→ **Provided information**:

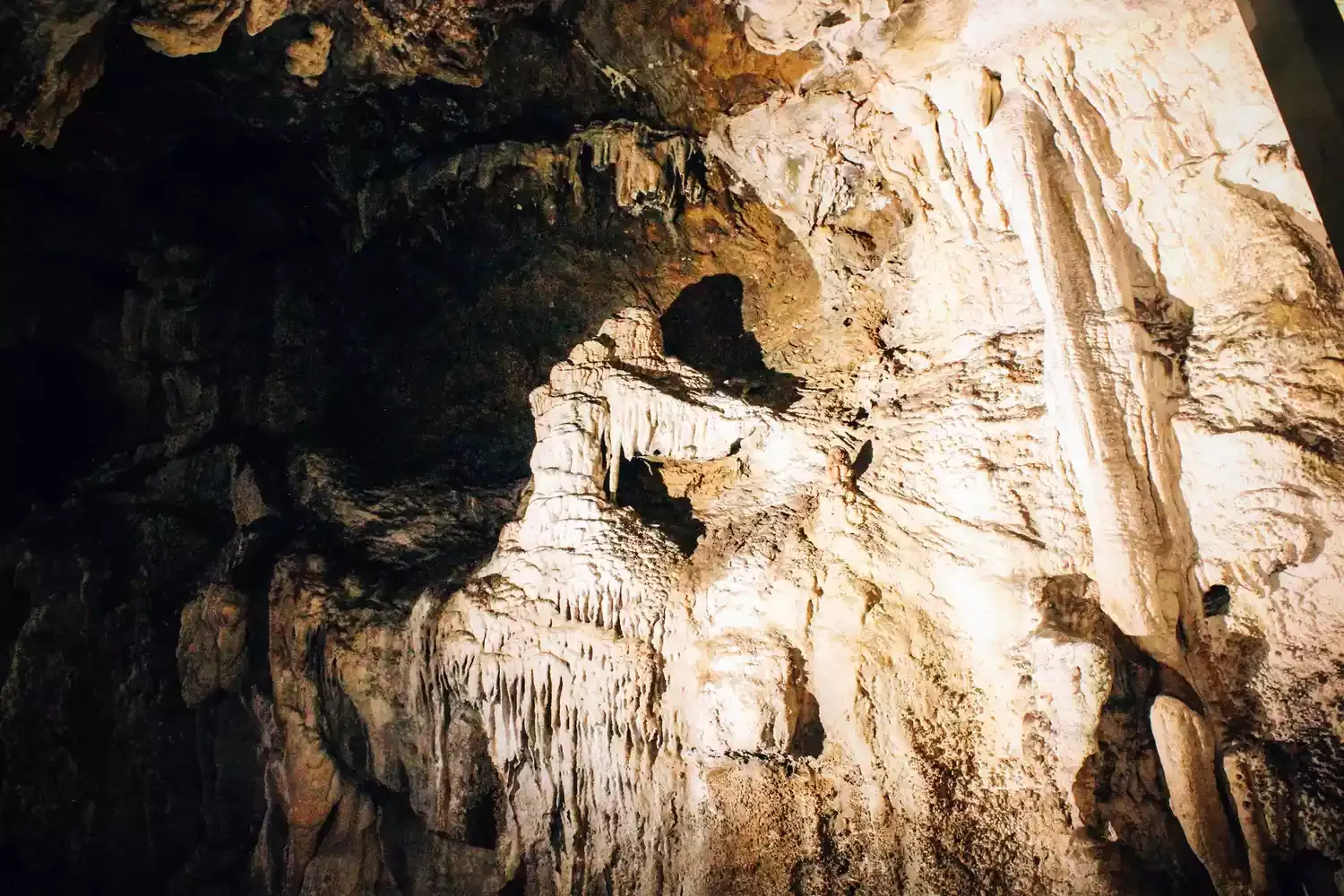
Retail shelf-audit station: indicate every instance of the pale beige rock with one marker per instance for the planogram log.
(1187, 750)
(911, 649)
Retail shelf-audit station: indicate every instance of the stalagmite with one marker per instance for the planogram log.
(1187, 750)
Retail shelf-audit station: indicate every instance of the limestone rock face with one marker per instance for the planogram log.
(932, 417)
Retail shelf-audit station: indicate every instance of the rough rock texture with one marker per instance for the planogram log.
(801, 447)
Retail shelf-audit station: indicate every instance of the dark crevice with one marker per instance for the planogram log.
(704, 328)
(642, 489)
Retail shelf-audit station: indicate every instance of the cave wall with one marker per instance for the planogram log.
(817, 447)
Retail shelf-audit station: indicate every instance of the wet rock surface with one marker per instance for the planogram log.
(510, 447)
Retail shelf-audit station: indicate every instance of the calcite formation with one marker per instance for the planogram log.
(1008, 559)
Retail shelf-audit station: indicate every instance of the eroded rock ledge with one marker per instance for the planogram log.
(935, 482)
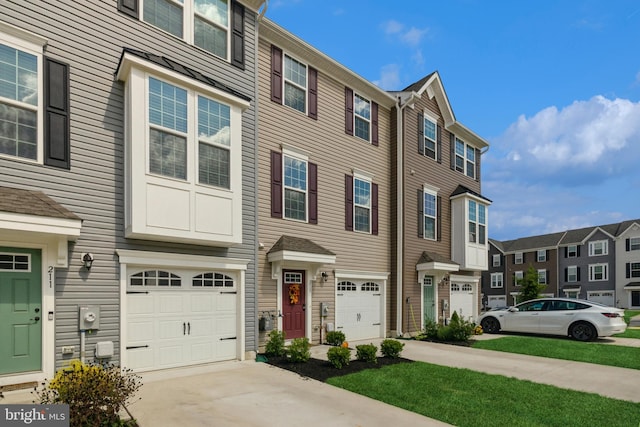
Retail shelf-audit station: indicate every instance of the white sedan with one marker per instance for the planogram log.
(580, 319)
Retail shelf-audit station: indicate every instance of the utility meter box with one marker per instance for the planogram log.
(89, 317)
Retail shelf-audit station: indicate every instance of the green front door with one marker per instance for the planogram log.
(20, 310)
(428, 301)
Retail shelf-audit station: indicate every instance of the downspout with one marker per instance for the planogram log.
(400, 106)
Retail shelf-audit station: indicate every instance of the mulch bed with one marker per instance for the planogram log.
(322, 370)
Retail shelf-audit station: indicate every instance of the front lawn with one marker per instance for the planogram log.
(466, 398)
(564, 348)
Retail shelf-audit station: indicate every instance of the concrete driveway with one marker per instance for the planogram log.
(257, 394)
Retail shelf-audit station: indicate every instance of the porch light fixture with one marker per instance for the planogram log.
(87, 260)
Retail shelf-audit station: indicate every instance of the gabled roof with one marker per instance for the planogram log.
(298, 244)
(544, 241)
(172, 65)
(461, 189)
(29, 202)
(432, 85)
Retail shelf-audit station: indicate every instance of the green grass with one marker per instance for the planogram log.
(562, 348)
(466, 398)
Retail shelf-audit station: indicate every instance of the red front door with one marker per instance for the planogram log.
(293, 304)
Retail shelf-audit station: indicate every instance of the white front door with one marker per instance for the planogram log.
(359, 309)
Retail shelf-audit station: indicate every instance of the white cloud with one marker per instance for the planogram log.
(389, 77)
(594, 136)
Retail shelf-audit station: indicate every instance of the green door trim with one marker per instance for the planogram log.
(20, 310)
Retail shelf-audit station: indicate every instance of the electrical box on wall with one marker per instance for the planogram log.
(89, 317)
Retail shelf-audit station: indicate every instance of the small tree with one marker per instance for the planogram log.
(530, 287)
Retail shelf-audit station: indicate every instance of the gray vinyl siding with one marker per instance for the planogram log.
(336, 155)
(89, 36)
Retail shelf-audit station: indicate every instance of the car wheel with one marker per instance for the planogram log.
(583, 331)
(490, 325)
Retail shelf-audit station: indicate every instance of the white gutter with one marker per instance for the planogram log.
(400, 106)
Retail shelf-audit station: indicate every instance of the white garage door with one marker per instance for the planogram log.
(462, 300)
(497, 301)
(359, 309)
(603, 297)
(179, 319)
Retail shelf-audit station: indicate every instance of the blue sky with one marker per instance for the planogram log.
(554, 86)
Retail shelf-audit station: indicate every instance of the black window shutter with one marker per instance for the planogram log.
(237, 34)
(313, 93)
(420, 212)
(421, 134)
(57, 115)
(313, 193)
(374, 123)
(276, 184)
(348, 202)
(348, 111)
(453, 151)
(374, 209)
(276, 74)
(129, 7)
(439, 148)
(439, 218)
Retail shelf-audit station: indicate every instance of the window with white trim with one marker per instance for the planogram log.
(465, 161)
(598, 272)
(430, 214)
(295, 188)
(295, 84)
(518, 258)
(203, 23)
(517, 277)
(477, 222)
(599, 247)
(21, 115)
(542, 255)
(361, 205)
(361, 117)
(542, 277)
(430, 137)
(496, 280)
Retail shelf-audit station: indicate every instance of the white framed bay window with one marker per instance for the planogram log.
(183, 142)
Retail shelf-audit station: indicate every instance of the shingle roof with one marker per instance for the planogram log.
(31, 202)
(185, 71)
(298, 244)
(461, 189)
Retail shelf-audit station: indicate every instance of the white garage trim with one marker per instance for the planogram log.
(130, 260)
(379, 278)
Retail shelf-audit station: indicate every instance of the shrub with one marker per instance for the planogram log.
(339, 356)
(335, 338)
(95, 394)
(298, 350)
(275, 344)
(367, 353)
(391, 348)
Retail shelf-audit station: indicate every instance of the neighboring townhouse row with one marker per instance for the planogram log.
(600, 263)
(178, 178)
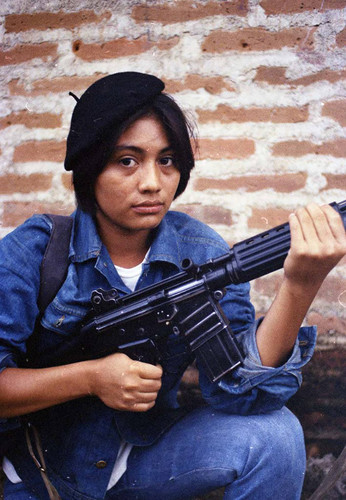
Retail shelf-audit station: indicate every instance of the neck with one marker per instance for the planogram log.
(126, 248)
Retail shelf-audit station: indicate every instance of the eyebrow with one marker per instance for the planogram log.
(136, 149)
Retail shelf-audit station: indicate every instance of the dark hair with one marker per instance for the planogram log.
(179, 131)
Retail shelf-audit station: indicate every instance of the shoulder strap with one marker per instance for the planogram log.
(55, 260)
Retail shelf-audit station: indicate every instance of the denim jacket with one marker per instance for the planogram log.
(79, 434)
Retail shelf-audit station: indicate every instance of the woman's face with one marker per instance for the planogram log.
(137, 186)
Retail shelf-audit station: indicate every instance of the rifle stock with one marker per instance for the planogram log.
(186, 305)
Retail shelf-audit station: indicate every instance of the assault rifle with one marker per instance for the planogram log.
(187, 305)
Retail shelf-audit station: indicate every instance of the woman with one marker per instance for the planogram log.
(110, 427)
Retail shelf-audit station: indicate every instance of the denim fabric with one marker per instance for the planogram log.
(212, 450)
(90, 430)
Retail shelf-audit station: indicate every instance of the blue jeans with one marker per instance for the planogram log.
(258, 457)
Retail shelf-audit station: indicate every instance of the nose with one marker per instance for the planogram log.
(150, 177)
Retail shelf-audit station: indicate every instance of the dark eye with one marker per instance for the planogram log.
(127, 162)
(167, 161)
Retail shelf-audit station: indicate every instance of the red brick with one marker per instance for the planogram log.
(66, 179)
(257, 39)
(336, 148)
(22, 53)
(276, 75)
(327, 324)
(208, 214)
(120, 48)
(266, 218)
(15, 213)
(335, 181)
(52, 20)
(332, 289)
(341, 38)
(280, 183)
(225, 114)
(293, 6)
(336, 110)
(13, 183)
(54, 85)
(40, 151)
(213, 85)
(179, 12)
(225, 148)
(31, 120)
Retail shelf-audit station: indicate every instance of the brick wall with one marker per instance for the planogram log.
(264, 81)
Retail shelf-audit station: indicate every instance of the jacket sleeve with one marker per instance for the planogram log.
(21, 254)
(254, 388)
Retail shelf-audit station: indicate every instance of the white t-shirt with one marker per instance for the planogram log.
(130, 277)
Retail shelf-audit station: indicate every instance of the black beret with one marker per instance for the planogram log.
(104, 105)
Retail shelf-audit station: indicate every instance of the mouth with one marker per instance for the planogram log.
(149, 207)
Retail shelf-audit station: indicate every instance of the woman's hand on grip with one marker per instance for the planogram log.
(124, 384)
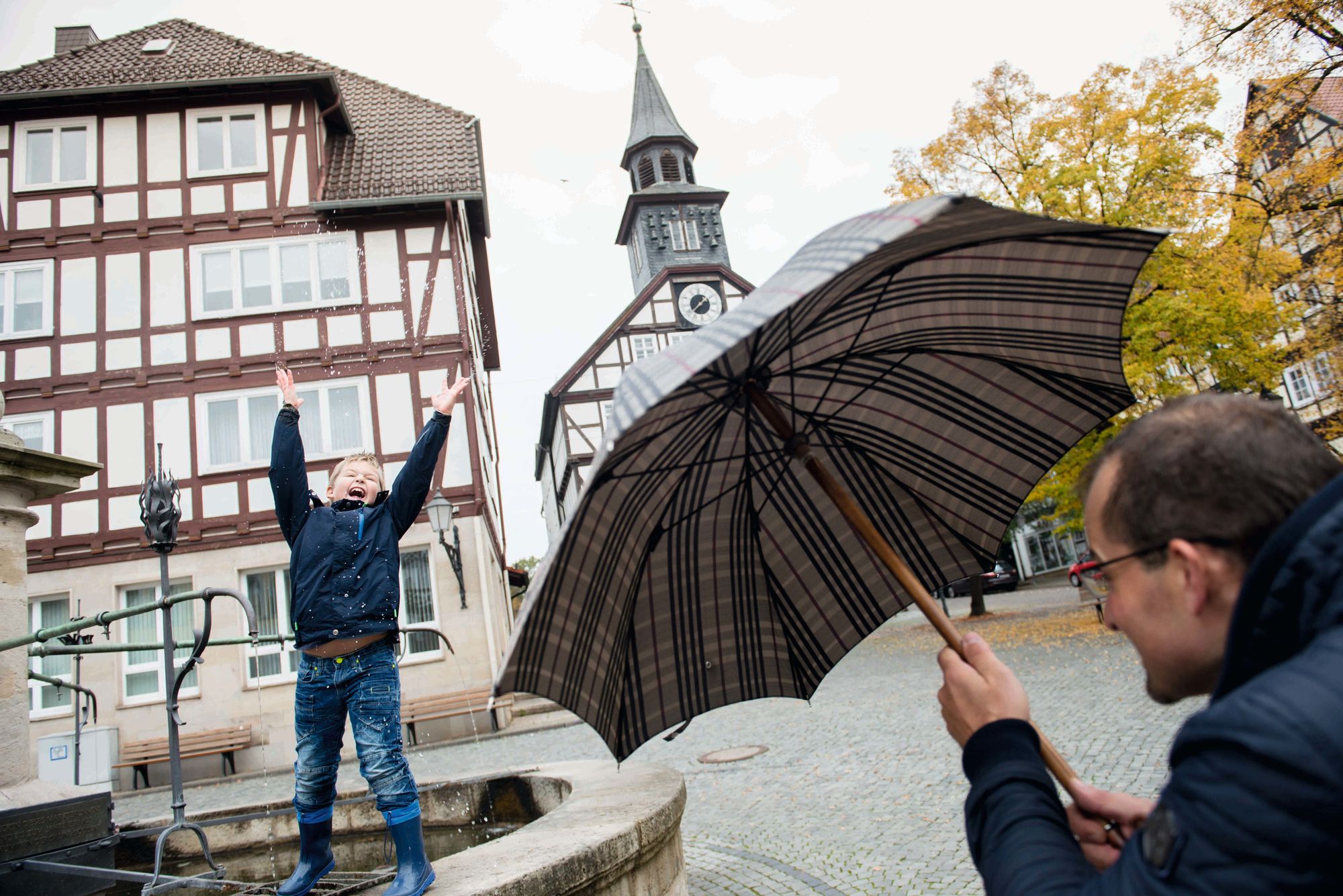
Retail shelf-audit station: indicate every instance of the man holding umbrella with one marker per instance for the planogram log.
(1219, 526)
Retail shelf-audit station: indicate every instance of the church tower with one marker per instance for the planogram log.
(672, 232)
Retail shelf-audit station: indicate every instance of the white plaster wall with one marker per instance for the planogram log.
(120, 156)
(163, 146)
(382, 267)
(126, 444)
(122, 278)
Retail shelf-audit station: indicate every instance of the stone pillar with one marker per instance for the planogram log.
(25, 477)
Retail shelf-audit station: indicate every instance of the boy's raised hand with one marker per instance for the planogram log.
(447, 399)
(285, 380)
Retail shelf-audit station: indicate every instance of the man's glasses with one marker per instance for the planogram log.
(1094, 573)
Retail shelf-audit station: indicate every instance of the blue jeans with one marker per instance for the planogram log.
(366, 685)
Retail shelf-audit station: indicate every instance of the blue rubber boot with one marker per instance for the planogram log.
(315, 858)
(414, 874)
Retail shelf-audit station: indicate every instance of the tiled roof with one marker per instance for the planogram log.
(404, 145)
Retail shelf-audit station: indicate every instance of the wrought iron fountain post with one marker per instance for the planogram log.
(160, 511)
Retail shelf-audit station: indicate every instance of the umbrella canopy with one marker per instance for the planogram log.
(939, 357)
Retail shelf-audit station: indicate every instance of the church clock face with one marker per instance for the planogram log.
(700, 303)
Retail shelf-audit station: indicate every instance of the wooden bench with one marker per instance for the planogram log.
(140, 754)
(443, 706)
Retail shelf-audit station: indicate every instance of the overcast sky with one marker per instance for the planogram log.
(796, 106)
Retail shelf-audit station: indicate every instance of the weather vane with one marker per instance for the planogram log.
(635, 11)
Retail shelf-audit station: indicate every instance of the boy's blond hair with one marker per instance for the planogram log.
(366, 458)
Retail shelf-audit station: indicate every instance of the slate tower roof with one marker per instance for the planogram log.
(652, 117)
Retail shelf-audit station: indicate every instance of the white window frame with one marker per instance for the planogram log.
(1305, 377)
(158, 666)
(7, 293)
(37, 662)
(226, 113)
(311, 452)
(436, 621)
(284, 617)
(49, 427)
(237, 247)
(637, 342)
(21, 153)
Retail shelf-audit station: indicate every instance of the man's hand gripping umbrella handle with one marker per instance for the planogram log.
(866, 529)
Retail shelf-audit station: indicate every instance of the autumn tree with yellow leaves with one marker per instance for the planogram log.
(1130, 148)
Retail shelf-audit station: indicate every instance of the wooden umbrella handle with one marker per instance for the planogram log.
(867, 530)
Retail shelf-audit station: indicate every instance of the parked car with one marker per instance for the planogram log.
(1075, 575)
(1003, 577)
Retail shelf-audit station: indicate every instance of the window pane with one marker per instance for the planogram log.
(210, 144)
(40, 157)
(140, 630)
(261, 424)
(256, 278)
(332, 264)
(311, 421)
(344, 409)
(32, 432)
(75, 161)
(242, 141)
(293, 274)
(225, 439)
(28, 301)
(218, 275)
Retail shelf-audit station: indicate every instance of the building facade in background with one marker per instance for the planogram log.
(674, 234)
(179, 211)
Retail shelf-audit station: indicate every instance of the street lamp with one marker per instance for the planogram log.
(443, 515)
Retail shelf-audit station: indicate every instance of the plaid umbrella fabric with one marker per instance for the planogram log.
(939, 357)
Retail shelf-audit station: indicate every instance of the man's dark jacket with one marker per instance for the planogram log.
(1255, 800)
(344, 569)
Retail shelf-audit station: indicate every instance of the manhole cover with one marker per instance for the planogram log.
(733, 754)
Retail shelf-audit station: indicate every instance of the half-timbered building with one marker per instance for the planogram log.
(672, 231)
(179, 211)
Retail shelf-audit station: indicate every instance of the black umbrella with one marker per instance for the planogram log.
(925, 364)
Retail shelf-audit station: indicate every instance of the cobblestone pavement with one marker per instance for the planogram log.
(860, 792)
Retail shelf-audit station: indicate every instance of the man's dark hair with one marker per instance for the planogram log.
(1211, 466)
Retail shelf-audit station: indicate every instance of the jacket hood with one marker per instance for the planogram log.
(1293, 592)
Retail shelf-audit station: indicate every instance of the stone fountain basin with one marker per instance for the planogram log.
(589, 828)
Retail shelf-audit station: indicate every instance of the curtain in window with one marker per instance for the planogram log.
(261, 424)
(332, 266)
(75, 160)
(256, 264)
(28, 301)
(343, 404)
(261, 592)
(210, 144)
(140, 630)
(41, 146)
(418, 600)
(297, 283)
(225, 436)
(242, 141)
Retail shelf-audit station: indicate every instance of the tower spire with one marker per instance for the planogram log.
(651, 117)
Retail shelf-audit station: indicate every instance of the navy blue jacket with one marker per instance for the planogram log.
(344, 569)
(1255, 800)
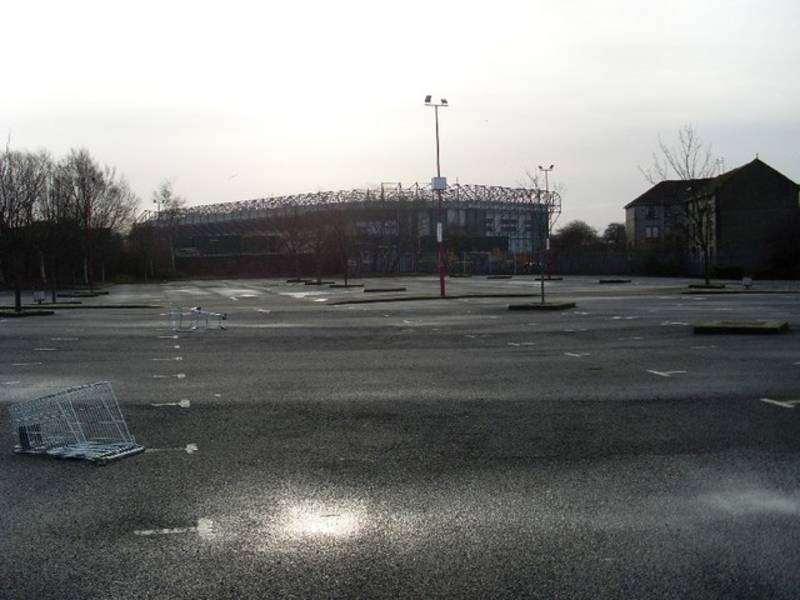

→ **Work to do**: Rename "manhole cover" to "storm drain cover" in the entries between the line holding "man's dark jacket" and the line holding "(1211, 466)", inclusive. Give back only those lines, with nothing else changed.

→ **Answer to the task**:
Retail shelf-audit station: indicate every instance of the man's dark jacket with one marker per instance for the planogram log.
(1255, 800)
(344, 569)
Retail shelf-audit station: indicate every instance of the storm drain cover with one marker per instance for the planogram log.
(733, 754)
Retail shelf-audit station: indicate every instance of the half-timbered building with one marker per instance for the planogram log.
(672, 231)
(179, 211)
Retail shelf-audit station: indicate every instance of the black umbrella with one marker per instance for the planogram log.
(925, 364)
Retail shelf-audit station: indicate every instance of the cobblestone pavement with one marker per instance for the planogram log.
(860, 792)
Retail shelf-audit station: indicate every instance of the man's dark hair with one marker per instance for the planogram log.
(1211, 466)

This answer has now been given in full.